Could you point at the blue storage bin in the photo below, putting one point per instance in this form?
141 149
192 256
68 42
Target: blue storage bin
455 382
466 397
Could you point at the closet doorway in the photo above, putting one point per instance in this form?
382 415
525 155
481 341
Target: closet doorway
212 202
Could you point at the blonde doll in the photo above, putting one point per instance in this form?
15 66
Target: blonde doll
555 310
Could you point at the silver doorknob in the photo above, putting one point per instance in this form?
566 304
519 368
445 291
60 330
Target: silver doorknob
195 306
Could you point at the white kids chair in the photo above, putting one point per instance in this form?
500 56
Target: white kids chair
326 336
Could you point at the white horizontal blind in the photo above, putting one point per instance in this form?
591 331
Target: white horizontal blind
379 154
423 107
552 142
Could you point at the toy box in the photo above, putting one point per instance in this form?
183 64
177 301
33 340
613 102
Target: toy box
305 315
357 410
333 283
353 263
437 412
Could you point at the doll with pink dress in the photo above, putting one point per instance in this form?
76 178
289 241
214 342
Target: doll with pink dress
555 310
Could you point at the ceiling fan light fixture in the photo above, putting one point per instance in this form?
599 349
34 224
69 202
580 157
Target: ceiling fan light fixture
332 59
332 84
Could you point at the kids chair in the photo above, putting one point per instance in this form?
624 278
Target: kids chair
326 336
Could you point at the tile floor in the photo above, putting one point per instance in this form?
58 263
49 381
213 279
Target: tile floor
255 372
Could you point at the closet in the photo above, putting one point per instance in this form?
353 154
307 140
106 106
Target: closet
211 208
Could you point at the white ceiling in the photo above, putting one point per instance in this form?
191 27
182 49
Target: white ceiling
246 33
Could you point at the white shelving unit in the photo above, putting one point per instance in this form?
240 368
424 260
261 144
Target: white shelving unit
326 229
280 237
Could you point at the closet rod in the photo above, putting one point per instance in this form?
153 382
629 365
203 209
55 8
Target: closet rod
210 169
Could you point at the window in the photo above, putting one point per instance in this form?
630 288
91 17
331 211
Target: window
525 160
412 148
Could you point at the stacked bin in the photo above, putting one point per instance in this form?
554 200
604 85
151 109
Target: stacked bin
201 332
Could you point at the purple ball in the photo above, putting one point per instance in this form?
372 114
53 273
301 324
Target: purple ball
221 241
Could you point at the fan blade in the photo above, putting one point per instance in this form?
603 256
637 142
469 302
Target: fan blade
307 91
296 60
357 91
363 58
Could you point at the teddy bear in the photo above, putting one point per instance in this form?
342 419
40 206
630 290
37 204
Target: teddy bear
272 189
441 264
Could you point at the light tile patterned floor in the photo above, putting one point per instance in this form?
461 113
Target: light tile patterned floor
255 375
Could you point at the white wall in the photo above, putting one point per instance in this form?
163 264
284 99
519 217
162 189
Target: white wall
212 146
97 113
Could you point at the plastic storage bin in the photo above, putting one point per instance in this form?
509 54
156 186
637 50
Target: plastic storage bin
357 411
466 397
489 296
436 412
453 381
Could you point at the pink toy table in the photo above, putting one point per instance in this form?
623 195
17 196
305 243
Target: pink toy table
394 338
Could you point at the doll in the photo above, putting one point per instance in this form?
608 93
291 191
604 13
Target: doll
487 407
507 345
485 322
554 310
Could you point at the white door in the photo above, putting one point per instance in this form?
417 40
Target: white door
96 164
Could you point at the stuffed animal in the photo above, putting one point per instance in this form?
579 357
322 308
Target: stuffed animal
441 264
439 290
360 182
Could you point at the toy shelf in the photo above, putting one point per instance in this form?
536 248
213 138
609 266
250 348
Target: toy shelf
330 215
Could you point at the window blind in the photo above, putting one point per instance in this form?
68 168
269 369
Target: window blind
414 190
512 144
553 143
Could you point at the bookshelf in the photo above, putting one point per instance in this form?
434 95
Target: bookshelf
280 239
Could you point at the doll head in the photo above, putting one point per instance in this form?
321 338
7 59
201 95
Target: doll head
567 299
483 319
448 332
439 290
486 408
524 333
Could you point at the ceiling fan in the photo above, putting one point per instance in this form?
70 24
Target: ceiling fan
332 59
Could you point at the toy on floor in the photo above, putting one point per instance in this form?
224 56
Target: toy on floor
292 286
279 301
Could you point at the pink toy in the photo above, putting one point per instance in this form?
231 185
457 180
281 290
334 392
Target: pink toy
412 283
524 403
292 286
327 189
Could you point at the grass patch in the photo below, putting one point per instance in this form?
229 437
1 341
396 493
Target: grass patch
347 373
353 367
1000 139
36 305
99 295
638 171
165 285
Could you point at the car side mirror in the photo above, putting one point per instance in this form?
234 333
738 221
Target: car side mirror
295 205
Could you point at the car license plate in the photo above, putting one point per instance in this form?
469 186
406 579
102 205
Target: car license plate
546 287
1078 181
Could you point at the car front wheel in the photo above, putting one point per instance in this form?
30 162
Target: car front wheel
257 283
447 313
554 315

::::::

▶ _Short exercise_
Change "point at" to "mark" throughout the items above, and leave everything else as it is.

▶ _Result_
Could you mark the blue storage bin in the photo below, putting one point per instance in this form?
141 149
192 256
68 42
Target: blue storage bin
455 382
466 397
Could you mark the closet doorway in the photo above, putting one point per instance in this form?
382 415
525 155
481 341
Target: closet doorway
212 202
Could you mark the blonde doll in the photo above, putting one point per instance in this form?
15 66
Target: blonde doll
555 310
Could you mark the silver doorknob in the photo above, putting one point per instance in this form?
566 304
519 368
445 291
60 330
Target: silver doorknob
195 306
Could you mark the white kids chair in the photo above, putting one point per instance in this form?
500 56
Target: white kids chair
326 336
Could you mark the white horizontal blind in the photo above, putting one point per instance in this form?
591 331
Target: white horizontal blind
379 154
423 107
552 142
Could you mark the toy box in the photo above, putting one point per instance in this form?
183 64
177 301
33 340
613 102
Target: toy box
305 315
357 410
333 283
353 263
437 412
Could you mark the doll with pink dress in the photo above, putting one point per instance in this form?
76 178
289 241
214 342
Target: doll with pink dress
555 310
Could you mark the ceiling fan light fixture in the photo above, putting one point per instance in this form?
599 349
34 224
69 202
580 157
Target: ceiling fan light fixture
332 59
332 84
Could you mark the kids chair in the photo above, putting one point per instance in this form?
624 278
Target: kids chair
326 336
Could you mark the tile floor in the photo above, putting one point per instance in this form?
58 263
49 381
213 279
Target: tile floor
255 372
Could you mark the closet in the photo above, putting one point per instance in this form?
353 154
307 140
106 106
Target: closet
211 208
Could you mark the white ceiling in the photo above, putting one point per instance in this form?
191 27
182 49
Target: white ceiling
246 33
Could you mark the white shelving unit in the photo above, putting one point per instance in this form?
240 368
424 260
261 144
Target: white shelving unit
326 229
280 237
Could you mark the closet rod in the photo above, putting one point per instance in this form?
153 382
629 365
203 209
55 8
Target: closet rod
210 169
Could you mark the window in the photo above, putting one point per instance in this form?
630 288
91 17
331 211
Target: window
525 160
412 148
Could you mark the stacked bin in the photo above, putting one point per instance in this form?
554 200
604 85
151 109
Target: stacked bin
201 332
Could you mark the purple ball in the photo above, putting one point per instance in this form?
372 114
53 273
301 324
Target: purple ball
221 241
Could you mark the fan blade in the photo above, putting one point per instance in this form?
603 256
637 142
469 302
Target: fan blade
307 91
296 60
357 91
363 58
Could you mark the teddy bear in the photo above, putting one point per instance in this form?
342 419
40 206
630 290
37 204
Target: teddy bear
272 189
441 264
Could you mark the light tile patterned floor in the photo above, putting one point per instance in this form?
461 113
Target: light tile patterned floor
255 375
Could you mark the white wall in the photo above, putting one point per instance in this form?
163 264
284 99
519 217
162 189
Target: white wall
212 146
97 113
Could you mark the plastic storage bin in the photo above, putting one point per instance in this form?
509 54
156 186
637 50
Target: plastic storage bin
357 411
466 397
489 296
436 412
453 381
Could you mark the pink toy table in the photo above, putting one point per instance in this form?
623 195
17 196
305 243
Target: pink toy table
394 338
Could you mark the doll in the photo above, putting one point per instance in this form?
608 93
291 191
604 13
Target: doll
487 407
507 345
485 322
554 310
Could you mark the white door in the photo above, putting one point per instance in this form?
417 40
Target: white door
96 164
Could you mark the stuffed animal in the photo above, putting one point per instance in this form?
579 357
322 308
Target: stuffed animal
441 264
439 290
360 182
Could you mark the toy shelf in the photo above, putting one point per instance in this form?
536 248
213 138
609 266
250 348
Target: toy shelf
330 215
Could you mark the window blind in the photo above, putting one point per instance in this form?
68 168
269 369
Target: window blind
414 190
512 144
553 143
Could you mark the bookshelf in the photo above, putting one point per instance in this form?
434 95
Target: bookshelf
280 239
Could you mark the doll head in the photo above, putting one point per instance in this form?
321 338
7 59
201 95
Target: doll head
567 299
483 319
448 332
439 290
486 408
524 333
Could you mark the ceiling fan in the photo above, putting one point per instance in this form?
70 24
Target: ceiling fan
332 59
Could you mark the toy on floor in the photo above, putting one point per instance in this form?
224 56
Target: toy on floor
292 286
279 301
Could you mark the pink toy in the photo above, putting one point per instance in this form?
231 185
457 180
281 290
334 392
Target: pink toy
412 283
524 403
292 286
327 189
Could you mark the grass patch in the photo below, putting one point per instance in this form?
229 437
1 341
396 493
Target: grass patch
347 373
353 367
1000 139
36 305
99 295
638 171
165 285
Could you mark the car side mirror in the photo above, putting one point per instance in this form?
234 333
738 221
Target: car side mirror
295 205
Could you mark the car license plate in the photo above, putting one point per instance in this form?
469 186
406 579
102 205
Target: car license plate
546 287
1078 181
Could you mark the car front wheel in the photo above, putting one point per instance in this form?
30 162
Target: car front wheel
257 283
447 313
554 315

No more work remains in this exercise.